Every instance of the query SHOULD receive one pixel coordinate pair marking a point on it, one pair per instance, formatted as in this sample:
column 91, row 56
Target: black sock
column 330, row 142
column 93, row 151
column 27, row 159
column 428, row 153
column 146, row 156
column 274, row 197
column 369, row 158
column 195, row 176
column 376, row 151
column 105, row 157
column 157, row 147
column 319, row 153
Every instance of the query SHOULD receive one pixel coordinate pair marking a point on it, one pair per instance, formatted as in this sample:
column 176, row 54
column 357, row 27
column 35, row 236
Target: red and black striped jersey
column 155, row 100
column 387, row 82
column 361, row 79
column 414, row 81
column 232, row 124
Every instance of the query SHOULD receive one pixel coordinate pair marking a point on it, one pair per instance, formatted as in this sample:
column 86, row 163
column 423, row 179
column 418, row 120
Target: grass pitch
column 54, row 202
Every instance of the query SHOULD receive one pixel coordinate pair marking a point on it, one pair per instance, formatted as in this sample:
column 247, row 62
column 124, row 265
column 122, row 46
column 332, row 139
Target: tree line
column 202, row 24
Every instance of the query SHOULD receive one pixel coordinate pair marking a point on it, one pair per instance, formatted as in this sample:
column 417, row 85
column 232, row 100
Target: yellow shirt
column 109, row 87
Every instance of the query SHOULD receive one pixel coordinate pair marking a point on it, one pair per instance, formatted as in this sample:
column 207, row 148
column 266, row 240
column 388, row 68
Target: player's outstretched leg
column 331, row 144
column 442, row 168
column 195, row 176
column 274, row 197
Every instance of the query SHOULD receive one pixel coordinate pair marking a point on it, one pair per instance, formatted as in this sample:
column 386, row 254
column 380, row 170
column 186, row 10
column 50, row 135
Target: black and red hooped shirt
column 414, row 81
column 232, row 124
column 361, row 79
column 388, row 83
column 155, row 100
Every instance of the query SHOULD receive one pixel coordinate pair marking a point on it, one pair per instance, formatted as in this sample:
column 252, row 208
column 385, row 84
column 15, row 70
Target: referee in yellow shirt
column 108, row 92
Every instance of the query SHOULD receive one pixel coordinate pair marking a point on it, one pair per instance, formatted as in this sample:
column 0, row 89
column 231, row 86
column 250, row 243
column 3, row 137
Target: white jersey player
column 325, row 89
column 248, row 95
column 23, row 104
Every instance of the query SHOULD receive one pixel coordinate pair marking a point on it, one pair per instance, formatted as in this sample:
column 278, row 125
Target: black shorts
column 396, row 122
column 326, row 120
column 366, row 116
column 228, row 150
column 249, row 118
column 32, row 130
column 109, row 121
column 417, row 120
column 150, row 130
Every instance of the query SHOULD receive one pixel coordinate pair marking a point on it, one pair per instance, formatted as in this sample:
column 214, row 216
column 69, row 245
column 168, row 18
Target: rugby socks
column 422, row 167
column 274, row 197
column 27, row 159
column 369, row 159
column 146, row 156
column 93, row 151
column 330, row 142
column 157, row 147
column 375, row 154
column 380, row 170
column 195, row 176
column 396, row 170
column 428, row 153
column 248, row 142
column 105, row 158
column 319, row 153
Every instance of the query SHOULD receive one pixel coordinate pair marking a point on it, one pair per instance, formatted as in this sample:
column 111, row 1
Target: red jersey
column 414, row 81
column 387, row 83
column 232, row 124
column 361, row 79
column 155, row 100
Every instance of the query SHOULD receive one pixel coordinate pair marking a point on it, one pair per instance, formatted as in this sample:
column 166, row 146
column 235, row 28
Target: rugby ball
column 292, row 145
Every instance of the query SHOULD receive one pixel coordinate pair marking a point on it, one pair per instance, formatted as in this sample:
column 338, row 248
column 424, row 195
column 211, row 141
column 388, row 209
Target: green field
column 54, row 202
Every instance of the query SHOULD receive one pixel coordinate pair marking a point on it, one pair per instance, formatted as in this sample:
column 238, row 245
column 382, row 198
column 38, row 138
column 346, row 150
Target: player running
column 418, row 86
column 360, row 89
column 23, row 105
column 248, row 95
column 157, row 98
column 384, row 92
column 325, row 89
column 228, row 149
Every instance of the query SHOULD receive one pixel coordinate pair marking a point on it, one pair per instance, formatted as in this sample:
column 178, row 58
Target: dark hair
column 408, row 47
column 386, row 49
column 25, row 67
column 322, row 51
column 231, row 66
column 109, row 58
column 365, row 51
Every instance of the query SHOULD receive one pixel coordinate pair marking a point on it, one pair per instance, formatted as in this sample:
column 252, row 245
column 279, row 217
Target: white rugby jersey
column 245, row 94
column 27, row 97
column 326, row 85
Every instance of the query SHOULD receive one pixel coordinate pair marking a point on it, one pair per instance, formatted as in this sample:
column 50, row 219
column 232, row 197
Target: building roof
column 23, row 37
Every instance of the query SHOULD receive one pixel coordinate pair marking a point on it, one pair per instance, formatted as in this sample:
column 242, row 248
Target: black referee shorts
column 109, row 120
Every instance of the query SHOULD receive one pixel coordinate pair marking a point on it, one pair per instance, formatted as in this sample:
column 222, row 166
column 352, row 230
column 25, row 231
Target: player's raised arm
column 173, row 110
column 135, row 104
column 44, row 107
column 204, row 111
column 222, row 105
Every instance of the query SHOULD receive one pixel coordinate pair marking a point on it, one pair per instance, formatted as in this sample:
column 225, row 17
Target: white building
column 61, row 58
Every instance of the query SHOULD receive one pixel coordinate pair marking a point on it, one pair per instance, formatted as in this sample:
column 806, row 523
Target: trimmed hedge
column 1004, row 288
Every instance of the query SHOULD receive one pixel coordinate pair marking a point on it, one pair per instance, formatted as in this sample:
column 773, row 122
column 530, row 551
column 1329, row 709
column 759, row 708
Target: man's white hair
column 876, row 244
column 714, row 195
───
* SET PROBLEM: Identify and copy every line of the rows above that contains the word "referee". Case counts.

* ANSWER TO THE PROBLEM:
Target: referee in yellow shirt
Target: black referee shorts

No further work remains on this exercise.